Rewrite the passage of the text about the YWI/BLM partnership from "YWI/BLM Partnership is" up to and including "Alison Ranch Road.", putting "numerous" in place of "myriad".

--- TEXT PROVIDED ---

YWI/BLM Partnership is a Model for Local and Federal Collaboration
The BLM Mother Lode Field Office manages over 230,000 acres of public land in Central California across ten counties. While much of this land is in the wilderness far from people, there are also myriad parcels in the wildland urban interface adjacent to neighborhoods. This opens the opportunity for similar community groups to collaborate with BLM to further wildfire mitigation goals, and others have had great success. For example, the Fire Safe Council of Nevada County has been working with BLM since 2010 on the Ponderosa West Project, the Deer Creek Canyon Shaded Fuel Break and in Firewise Communities including Alta Sierra, Banner Mountain, Jones Bar and Alison Ranch Road.
“Fire Safe Council considers our partnership with BLM to be integral to the planning and implementation of our large, shaded fuel breaks. Without their willingness to partner, these projects would have acres of untreated land nested within them,” says Jamie Jones, Executive Director of the Fire Safe Council of Nevada County.
“We are so grateful for the leadership, commitment to conservation, and community advocacy of the YWI. The County sends warm congratulations for their recent award,” says County of Nevada Office of Emergency Services’ Senior Administrative Analyst, Alex Keeble-Toll.

--- SOURCE MATERIAL ---

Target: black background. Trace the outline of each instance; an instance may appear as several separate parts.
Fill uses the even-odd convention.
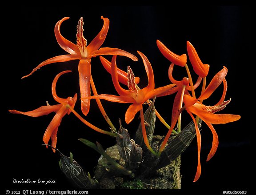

---

COMPLETED TASK:
YWI/BLM Partnership is a Model for Local and Federal Collaboration
The BLM Mother Lode Field Office manages over 230,000 acres of public land in Central California across ten counties. While much of this land is in the wilderness far from people, there are also numerous parcels in the wildland urban interface adjacent to neighborhoods. This opens the opportunity for similar community groups to collaborate with BLM to further wildfire mitigation goals, and others have had great success. For example, the Fire Safe Council of Nevada County has been working with BLM since 2010 on the Ponderosa West Project, the Deer Creek Canyon Shaded Fuel Break and in Firewise Communities including Alta Sierra, Banner Mountain, Jones Bar and Alison Ranch Road.